**Stated goal:** Reproduce the records below from the line containing "Exercise. Mark the woman's hand" through the end of the records, replacing "Target" with "Item" and leaving everything else unchanged.

[Lines of data]
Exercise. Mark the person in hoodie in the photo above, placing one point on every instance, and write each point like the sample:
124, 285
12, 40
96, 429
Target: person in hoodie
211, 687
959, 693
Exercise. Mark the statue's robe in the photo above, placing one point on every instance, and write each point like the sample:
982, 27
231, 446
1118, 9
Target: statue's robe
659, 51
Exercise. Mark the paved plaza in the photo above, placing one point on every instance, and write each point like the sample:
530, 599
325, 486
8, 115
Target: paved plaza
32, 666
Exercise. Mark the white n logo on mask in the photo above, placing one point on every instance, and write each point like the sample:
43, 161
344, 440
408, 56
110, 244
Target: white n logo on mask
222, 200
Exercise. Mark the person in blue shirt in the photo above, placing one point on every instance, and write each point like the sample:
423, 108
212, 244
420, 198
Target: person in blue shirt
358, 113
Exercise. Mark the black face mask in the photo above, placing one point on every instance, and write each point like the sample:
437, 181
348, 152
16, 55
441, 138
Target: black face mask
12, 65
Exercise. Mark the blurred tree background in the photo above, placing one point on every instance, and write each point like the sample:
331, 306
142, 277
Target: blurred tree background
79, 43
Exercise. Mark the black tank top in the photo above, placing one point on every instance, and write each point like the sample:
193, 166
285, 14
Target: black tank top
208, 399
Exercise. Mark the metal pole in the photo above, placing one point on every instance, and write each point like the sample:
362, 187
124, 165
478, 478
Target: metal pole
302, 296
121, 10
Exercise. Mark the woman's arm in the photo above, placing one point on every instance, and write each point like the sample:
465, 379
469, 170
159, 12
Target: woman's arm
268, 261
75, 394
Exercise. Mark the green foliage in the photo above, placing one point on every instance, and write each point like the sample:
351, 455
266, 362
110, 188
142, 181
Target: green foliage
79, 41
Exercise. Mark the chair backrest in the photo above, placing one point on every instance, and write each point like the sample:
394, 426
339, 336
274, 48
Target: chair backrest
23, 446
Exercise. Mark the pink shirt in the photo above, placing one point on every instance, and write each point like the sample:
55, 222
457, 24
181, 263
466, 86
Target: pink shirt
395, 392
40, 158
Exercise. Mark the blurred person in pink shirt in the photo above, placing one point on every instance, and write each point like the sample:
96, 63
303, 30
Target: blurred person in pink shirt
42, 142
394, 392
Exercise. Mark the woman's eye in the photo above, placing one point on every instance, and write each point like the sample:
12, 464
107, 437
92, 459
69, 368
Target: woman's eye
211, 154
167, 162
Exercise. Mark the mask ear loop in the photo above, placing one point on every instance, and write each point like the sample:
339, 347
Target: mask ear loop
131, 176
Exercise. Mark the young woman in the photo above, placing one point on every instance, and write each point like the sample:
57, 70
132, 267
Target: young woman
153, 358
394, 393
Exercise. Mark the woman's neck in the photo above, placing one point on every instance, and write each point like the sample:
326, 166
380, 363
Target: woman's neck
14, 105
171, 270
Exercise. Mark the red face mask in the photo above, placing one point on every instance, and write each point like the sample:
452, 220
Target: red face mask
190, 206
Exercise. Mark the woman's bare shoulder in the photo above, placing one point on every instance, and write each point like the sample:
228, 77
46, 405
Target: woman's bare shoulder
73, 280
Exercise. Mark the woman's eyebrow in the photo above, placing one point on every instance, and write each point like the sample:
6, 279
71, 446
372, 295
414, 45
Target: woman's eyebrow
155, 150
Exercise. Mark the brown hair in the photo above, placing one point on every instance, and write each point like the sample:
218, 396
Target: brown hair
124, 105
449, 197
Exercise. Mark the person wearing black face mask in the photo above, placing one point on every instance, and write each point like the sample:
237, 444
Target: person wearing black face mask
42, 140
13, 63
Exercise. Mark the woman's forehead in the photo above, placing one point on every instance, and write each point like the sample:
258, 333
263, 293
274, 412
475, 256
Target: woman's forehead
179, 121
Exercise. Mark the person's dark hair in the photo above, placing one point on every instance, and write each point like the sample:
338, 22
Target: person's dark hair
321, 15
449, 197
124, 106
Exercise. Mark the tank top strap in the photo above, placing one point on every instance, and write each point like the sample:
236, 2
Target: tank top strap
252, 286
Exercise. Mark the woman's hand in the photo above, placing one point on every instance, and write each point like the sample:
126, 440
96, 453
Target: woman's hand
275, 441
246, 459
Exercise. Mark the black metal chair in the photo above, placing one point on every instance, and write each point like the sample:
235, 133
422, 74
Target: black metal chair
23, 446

**Answer to this exercise:**
Exercise. Mark the woman's hand in the photo above, placing one point on every instance, and write each point like the sample:
126, 440
96, 453
Item: woman's hand
275, 441
246, 459
Exercise. Mark the black metal chair in the photo above, placing one point on every instance, and write each point like the sample:
235, 133
422, 74
Item: black metal chair
23, 446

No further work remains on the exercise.